YOUR ASSIGNMENT →
Repeat the lines of the data exactly, from the first one through the one that contains "locate drawer front, a point per instance.".

RECORD EXCERPTS Block Start

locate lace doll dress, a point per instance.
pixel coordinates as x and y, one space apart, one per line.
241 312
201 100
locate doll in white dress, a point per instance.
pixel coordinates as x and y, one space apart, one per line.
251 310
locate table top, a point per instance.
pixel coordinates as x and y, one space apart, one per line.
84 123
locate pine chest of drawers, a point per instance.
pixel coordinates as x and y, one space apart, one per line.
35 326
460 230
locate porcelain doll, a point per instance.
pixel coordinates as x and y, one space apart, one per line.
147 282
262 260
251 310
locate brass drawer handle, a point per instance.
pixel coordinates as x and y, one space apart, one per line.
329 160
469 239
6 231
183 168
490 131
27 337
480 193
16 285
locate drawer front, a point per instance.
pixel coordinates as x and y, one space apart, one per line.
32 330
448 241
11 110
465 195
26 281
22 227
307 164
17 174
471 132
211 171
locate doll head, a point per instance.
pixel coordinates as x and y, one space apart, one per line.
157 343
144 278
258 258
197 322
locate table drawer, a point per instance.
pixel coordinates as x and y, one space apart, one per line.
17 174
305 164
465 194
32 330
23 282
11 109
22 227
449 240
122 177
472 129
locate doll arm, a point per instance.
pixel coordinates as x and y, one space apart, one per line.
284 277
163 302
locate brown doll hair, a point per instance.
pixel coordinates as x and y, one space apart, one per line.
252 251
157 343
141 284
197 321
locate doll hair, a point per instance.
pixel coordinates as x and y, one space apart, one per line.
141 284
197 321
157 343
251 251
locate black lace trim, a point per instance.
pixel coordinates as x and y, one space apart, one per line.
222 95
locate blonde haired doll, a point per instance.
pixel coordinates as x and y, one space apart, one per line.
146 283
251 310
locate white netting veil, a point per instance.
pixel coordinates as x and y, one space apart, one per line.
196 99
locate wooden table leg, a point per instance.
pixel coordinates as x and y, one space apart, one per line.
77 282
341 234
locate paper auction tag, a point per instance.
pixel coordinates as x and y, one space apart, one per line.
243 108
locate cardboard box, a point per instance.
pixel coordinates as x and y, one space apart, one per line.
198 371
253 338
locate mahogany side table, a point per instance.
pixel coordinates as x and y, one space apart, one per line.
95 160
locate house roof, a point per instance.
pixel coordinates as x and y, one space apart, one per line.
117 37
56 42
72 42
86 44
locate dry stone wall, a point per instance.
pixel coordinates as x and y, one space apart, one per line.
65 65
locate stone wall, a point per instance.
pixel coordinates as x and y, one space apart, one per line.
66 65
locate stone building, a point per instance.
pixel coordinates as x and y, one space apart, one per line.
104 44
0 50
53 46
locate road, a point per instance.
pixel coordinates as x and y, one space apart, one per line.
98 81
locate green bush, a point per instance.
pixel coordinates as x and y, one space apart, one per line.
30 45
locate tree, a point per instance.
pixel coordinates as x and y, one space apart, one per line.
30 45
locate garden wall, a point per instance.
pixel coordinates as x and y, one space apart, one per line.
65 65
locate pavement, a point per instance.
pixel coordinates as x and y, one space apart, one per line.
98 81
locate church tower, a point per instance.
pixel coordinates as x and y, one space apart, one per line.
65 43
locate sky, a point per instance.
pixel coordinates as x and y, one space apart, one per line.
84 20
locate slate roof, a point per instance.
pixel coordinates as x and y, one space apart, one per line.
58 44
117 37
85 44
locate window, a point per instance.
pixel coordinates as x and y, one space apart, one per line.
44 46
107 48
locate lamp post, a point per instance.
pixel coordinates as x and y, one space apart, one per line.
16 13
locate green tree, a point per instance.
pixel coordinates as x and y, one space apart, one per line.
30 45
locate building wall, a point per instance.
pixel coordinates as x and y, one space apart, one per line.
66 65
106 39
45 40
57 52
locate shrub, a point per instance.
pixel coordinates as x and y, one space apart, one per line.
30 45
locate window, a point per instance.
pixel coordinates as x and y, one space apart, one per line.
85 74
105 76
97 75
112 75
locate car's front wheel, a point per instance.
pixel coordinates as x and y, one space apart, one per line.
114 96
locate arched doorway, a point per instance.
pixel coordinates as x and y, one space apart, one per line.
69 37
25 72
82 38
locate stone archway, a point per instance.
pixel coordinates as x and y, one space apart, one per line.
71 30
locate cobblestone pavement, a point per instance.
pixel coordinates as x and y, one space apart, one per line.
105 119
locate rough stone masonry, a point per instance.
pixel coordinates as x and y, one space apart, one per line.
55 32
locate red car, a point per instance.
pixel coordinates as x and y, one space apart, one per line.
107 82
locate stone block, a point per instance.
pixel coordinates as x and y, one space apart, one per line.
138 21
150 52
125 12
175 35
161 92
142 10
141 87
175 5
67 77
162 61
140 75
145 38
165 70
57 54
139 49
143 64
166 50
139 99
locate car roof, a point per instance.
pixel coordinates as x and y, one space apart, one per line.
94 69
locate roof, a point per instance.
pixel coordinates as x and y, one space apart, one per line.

RECORD EXCERPTS Block End

WRITTEN REPLY →
locate lace doll dress, a point per instance.
pixel coordinates as x and y, one space apart, one per line.
241 312
201 100
locate doll in white dress, a point per instance.
pixel coordinates as x and y, one space apart, one per line.
251 310
locate table top, a point per instance.
pixel coordinates as x and y, one space apart, one per line.
84 123
locate pine chest of drawers, a point per instance.
pixel coordinates as x and y, one space apart, one per line.
35 326
460 230
locate porcelain doll, a point per instance.
pixel coordinates as x and y, one space apart, one per line.
147 282
262 260
251 310
locate brass drawer handle, a point per instance.
pixel coordinates as x and y, one space apart, one per line.
329 160
469 239
6 231
183 168
490 131
27 337
480 193
16 285
locate drawer front, a point per instance.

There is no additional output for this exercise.